# The request:
Rewrite each of the entries below so that every "thickest part" becomes "widest part", leaving everything else untouched.

## Begin Material provided

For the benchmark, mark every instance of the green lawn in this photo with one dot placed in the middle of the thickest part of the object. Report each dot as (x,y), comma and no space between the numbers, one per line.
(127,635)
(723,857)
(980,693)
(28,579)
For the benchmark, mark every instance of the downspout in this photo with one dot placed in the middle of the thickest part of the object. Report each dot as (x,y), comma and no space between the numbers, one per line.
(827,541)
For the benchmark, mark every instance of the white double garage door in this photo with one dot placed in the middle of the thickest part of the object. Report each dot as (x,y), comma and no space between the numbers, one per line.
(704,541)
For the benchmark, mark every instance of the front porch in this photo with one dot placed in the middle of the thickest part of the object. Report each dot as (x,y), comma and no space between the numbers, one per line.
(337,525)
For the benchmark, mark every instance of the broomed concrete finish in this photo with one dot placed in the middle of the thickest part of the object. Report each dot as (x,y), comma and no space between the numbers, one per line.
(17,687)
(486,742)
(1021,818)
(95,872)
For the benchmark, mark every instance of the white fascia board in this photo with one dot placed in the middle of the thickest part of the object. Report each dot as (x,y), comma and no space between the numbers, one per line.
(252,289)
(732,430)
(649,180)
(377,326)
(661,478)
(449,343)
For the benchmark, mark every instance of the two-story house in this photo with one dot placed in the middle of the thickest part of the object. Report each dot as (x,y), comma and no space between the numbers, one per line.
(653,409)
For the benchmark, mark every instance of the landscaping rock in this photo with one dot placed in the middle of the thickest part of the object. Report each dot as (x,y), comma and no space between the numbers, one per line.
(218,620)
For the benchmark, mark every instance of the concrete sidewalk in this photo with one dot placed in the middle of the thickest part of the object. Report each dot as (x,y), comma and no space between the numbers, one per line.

## End Material provided

# Result:
For the benchmark, mark every instance of the green lawn in this photo with one dot placed in the middle of the widest part of the object. Report each dot as (x,y), comma and no space between the numbers, one per line.
(127,635)
(723,857)
(980,693)
(28,579)
For the benchmark, mark every instance of the downspout in this photo with one dot placed in the middle of the widest part of the object. Report each dot as (x,y), comma and no space between the numbers, one per line.
(827,541)
For the benchmark, mark every instance of the white double garage door in this photo with one dot placed in the middle of the widest part of the object. Report each dot as (x,y), comma and no space between the numbers, one per line.
(704,541)
For the benchmark, mark every instance of the front porch in this photo with one dot placed in the middle of the widest part of the object. Report each dot as (x,y), comma and no space between the numbers, one per line.
(337,525)
For the benchmark, mark every instance of the broomed concrete finish in this photo with one dot placed in the middle of the widest part of the object. Report each dot as (x,y), comma and no space between the numbers, one per line.
(17,687)
(486,742)
(1021,818)
(95,872)
For the benchmark, mark every instance of the white fascia board in this photo with one dot placed in the middle of the widest part of the object. Report each dot as (x,y), comma and no space between the numbers, one per line.
(252,289)
(732,430)
(649,180)
(377,326)
(661,478)
(449,343)
For the benchmark, mark every instance of the two-story house in this photo with one dot placed in the middle of the widest part of the object. Report each dot as (x,y), comma and no space between the numbers, one per line.
(653,409)
For the benchmark, mark every instance of the landscaping rock in this photo with one dot placed in the middle of the widest part of the object. Report each dot as (x,y), comma and no space between the numbers, one per line.
(218,620)
For the benchmark, mark every instance of the concrete sidewalk in this photo with one dot placed in the middle of the widest part of the object. Report each dot as (x,y), comma and no space between the numbers, one per line.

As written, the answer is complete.